# Titanic Dataset - Data Cleaning & Preprocessing

## Objective:
This notebook demonstrates the data cleaning and preprocessing of the Titanic dataset.
The goal is to prepare the data for Machine Learning by handling missing values, encoding
categorical features, scaling numerical data, and removing outliers.

**Tools Used:**
- Python
- Pandas
- NumPy
- Matplotlib
- Seaborn
- Scikit-learn


In [None]:
import pandas as pd
import numpy as np
import seaborn as sns
import matplotlib.pyplot as plt
from sklearn.preprocessing import LabelEncoder, StandardScaler

sns.set(style="whitegrid")
%matplotlib inline

In [None]:
# Load the Titanic dataset
df = pd.read_csv("Titanic-Dataset.csv")
df.head()

In [None]:
# Basic info
df.info()

# Statistical summary
df.describe(include='all')

# Missing values
df.isnull().sum()

In [None]:
# Fill 'Age' with median
df['Age'].fillna(df['Age'].median(), inplace=True)

# Fill 'Embarked' with mode
df['Embarked'].fillna(df['Embarked'].mode()[0], inplace=True)

# Drop 'Cabin' due to high missing rate
df.drop(columns='Cabin', inplace=True)

# Verify missing values
df.isnull().sum()

In [None]:
le = LabelEncoder()
df['Sex'] = le.fit_transform(df['Sex'])         # Male=1, Female=0
df['Embarked'] = le.fit_transform(df['Embarked'])

In [None]:
scaler = StandardScaler()
df[['Age', 'Fare']] = scaler.fit_transform(df[['Age', 'Fare']])

▶ _Tasks to complete_
a. Collect every line of the records containing the string "purple". Case counts.
b. Resume the Titanic preprocessing notebook, picking up right after its final line.
The text above and the records that follow have nothing to do with each other.

▶ _Records for the task_

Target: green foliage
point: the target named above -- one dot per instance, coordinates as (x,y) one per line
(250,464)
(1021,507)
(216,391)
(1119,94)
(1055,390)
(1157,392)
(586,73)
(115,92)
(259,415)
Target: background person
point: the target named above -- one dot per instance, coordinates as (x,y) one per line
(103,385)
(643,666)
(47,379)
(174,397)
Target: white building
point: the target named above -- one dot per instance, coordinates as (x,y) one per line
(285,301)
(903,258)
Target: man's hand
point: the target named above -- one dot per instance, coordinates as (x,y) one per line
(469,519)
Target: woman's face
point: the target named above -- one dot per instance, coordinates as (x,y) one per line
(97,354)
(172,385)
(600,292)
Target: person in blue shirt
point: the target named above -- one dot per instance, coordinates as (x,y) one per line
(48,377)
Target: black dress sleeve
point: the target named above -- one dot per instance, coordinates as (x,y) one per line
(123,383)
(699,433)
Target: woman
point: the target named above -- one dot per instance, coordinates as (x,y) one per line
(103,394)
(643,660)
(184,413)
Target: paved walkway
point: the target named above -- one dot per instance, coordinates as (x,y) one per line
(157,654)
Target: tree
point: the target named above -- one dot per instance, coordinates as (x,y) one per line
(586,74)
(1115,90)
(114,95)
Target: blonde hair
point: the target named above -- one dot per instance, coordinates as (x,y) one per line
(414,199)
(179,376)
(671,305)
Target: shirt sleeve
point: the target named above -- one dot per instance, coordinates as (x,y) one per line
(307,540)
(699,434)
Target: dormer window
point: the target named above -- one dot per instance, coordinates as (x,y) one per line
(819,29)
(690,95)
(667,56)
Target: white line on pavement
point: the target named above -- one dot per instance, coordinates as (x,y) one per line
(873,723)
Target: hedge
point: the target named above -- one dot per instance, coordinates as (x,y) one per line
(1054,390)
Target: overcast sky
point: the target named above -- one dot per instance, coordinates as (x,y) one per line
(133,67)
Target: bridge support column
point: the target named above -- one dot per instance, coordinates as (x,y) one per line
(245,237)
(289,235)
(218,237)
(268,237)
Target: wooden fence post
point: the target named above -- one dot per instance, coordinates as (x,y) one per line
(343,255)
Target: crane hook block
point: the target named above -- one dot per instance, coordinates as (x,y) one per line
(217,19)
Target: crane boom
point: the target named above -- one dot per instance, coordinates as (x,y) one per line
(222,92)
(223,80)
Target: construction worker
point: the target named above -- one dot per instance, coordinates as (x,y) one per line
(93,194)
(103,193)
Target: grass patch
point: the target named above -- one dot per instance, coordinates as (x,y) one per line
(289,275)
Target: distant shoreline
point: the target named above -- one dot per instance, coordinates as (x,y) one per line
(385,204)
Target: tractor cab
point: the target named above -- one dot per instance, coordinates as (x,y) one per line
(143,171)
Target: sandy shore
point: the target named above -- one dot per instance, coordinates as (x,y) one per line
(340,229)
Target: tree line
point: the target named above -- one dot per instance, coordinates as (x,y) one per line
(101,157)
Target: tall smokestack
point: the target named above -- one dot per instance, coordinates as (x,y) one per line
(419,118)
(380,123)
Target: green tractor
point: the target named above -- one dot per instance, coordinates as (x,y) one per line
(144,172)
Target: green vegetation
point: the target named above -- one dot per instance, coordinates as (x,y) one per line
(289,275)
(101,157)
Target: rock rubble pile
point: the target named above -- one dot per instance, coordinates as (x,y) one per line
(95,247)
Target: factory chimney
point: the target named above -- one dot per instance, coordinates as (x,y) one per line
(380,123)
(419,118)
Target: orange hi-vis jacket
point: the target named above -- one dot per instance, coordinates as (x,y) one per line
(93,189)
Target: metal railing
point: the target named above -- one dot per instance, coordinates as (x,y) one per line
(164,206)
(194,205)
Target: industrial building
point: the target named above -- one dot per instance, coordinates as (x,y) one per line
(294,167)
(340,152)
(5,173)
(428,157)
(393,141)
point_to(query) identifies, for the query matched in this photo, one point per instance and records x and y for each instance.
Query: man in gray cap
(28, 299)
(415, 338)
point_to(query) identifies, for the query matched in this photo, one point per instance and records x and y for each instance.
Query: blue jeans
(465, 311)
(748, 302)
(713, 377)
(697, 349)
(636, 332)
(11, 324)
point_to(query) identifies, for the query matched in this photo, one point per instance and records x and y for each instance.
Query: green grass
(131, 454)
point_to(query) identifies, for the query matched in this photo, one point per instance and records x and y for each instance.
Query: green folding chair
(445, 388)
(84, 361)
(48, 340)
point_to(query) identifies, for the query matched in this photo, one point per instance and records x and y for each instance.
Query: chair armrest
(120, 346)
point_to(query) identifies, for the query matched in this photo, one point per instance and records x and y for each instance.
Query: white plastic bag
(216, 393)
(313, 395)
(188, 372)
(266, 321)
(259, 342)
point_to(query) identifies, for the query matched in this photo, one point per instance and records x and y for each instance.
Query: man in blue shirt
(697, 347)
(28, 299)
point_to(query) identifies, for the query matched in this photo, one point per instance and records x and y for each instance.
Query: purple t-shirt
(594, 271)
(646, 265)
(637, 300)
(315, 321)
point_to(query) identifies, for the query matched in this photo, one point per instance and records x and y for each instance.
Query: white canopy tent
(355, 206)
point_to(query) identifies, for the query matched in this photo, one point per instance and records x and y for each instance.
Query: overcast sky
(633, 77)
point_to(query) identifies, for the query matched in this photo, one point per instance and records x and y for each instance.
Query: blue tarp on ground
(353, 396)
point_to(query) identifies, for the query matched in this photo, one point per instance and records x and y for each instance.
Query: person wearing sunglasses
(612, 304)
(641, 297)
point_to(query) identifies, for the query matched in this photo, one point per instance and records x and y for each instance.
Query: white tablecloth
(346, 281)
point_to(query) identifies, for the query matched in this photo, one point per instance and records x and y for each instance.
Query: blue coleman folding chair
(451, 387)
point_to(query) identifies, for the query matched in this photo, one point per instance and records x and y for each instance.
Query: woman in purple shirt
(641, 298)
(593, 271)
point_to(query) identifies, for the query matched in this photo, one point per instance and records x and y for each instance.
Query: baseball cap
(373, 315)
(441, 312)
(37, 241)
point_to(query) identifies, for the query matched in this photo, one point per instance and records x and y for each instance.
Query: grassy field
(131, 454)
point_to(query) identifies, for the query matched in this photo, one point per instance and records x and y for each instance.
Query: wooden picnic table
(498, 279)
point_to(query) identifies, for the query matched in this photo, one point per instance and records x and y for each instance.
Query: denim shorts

▶ _Answers to the exercises_
a.
Query: purple t-shirt
Query: woman in purple shirt

b.
In [None]:
# Boxplots for visualizing outliers
for col in ['Age', 'Fare']:
    sns.boxplot(data=df, x=col)
    plt.title(f"Boxplot for {col}")
    plt.show()

# Remove outliers using IQR method
def remove_outliers(data, column):
    Q1 = data[column].quantile(0.25)
    Q3 = data[column].quantile(0.75)
    IQR = Q3 - Q1
    return data[(data[column] >= Q1 - 1.5 * IQR) & (data[column] <= Q3 + 1.5 * IQR)]

for col in ['Age', 'Fare']:
    df = remove_outliers(df, col)

print("Final dataset shape:", df.shape)

In [None]:
df.to_csv("Cleaned_Titanic_Dataset.csv", index=False)
print("Cleaned dataset saved as 'Cleaned_Titanic_Dataset.csv'")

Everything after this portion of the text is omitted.